**PAGE EXTRACT**.
/---
As all systems engineers know, successful systems engineering requires modeling every aspect of a system and using every capability of our MBSE tools. Anything short of that is a failure, right? Wrong!
Model-based systems engineering (MBSE) takes traditional, very often Microsoft Office-documented, systems engineering to the next level. But there isn’t a single next level. There are several. In my mind, MBSE addresses requirements analysis, behavior analysis, architectural analysis, traceability, consistency, decision tracking, and risk establishment and tracking—so there are lots of potential tasks systems engineers can perform to make our designs better. But just because they exist doesn’t mean one has to do them all.
For example, in organizations that implement initial designs using Microsoft Office, conducting a true requirements analysis represents a huge leap forward. I know organizations that parse specifications into Excel spreadsheets, have an administrator conduct a high level spot check to make sure the information is reasonable, and then said administrator turns the spreadsheet over to the actual systems engineering team. The requirements are massaged in the spreadsheet, never to return to the dedicated systems engineering tool. I contend that systems engineers who establish requirements hierarchies and decompositions advance systems engineering in their organizations if that effort is part of a journey towards systems engineering and not simply a destination. There is certainly an opportunity to go further and broaden the benefit of systems engineering, but taking the step is a beginning.
\---
**RECORD LIST**.
/---
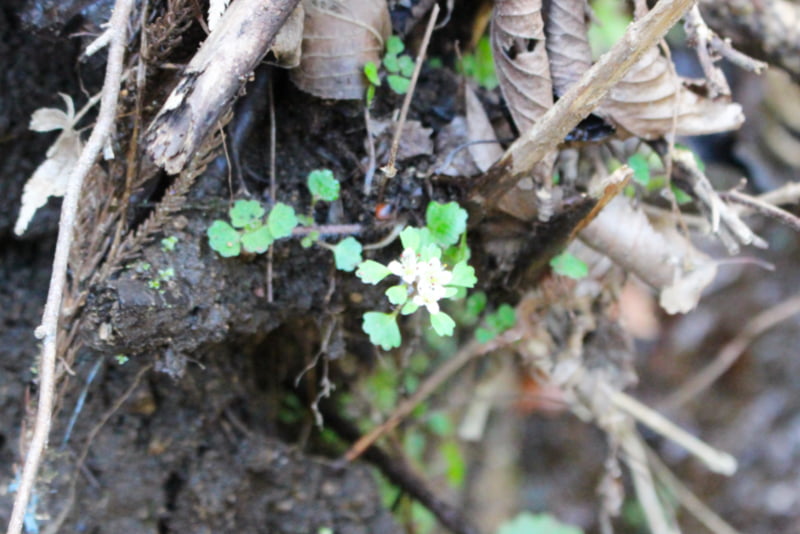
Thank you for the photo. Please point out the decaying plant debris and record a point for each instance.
(290, 318)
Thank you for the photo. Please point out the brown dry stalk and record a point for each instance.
(431, 384)
(389, 169)
(702, 380)
(577, 103)
(212, 80)
(48, 331)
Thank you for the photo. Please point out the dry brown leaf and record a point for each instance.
(520, 56)
(50, 178)
(288, 44)
(339, 37)
(644, 102)
(567, 43)
(479, 130)
(662, 257)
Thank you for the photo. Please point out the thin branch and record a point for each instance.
(48, 331)
(69, 501)
(577, 103)
(757, 205)
(731, 352)
(431, 384)
(389, 169)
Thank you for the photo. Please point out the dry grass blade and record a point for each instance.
(338, 39)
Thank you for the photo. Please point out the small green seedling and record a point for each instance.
(424, 278)
(399, 68)
(248, 230)
(323, 186)
(569, 265)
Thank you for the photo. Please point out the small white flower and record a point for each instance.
(407, 268)
(429, 299)
(434, 273)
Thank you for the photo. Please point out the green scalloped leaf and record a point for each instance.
(443, 324)
(224, 239)
(347, 254)
(446, 222)
(382, 329)
(397, 294)
(244, 213)
(281, 220)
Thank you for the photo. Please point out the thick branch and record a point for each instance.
(578, 102)
(213, 79)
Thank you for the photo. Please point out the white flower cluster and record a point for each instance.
(428, 279)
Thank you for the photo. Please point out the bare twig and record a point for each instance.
(757, 205)
(431, 384)
(48, 331)
(731, 352)
(212, 79)
(636, 458)
(69, 501)
(389, 169)
(578, 102)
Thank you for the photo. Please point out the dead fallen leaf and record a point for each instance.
(644, 102)
(50, 178)
(339, 37)
(660, 256)
(567, 43)
(520, 55)
(288, 43)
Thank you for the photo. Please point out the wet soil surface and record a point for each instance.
(179, 394)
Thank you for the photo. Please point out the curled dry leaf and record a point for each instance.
(339, 37)
(567, 43)
(288, 44)
(661, 256)
(50, 178)
(520, 55)
(646, 99)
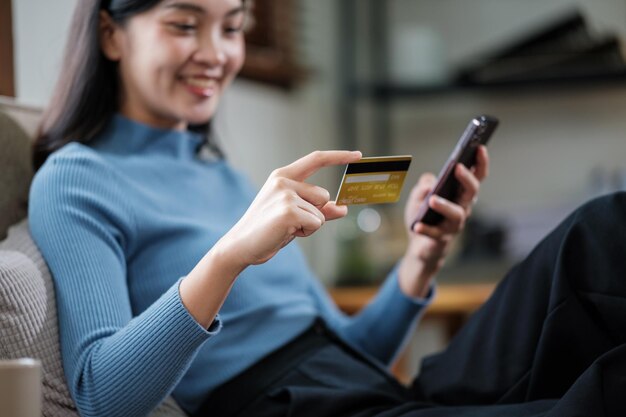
\---
**TASK REQUIREMENTS**.
1. According to the MBSE article, which areas does model-based systems engineering address in the author's mind? List all of them.
2. In the MBSE article, who performs the high-level spot check on the spreadsheets before they go to the systems engineering team?
3. Translate this sentence from the MBSE article into French: "But there isn’t a single next level."

**ANSWERS TO EACH TASK**.
1.
- Requirements analysis
- Behavior analysis
- Architectural analysis
- Traceability
- Consistency
- Decision tracking
- Risk establishment and tracking

2. An administrator.

3. Mais il n’existe pas un seul niveau supérieur.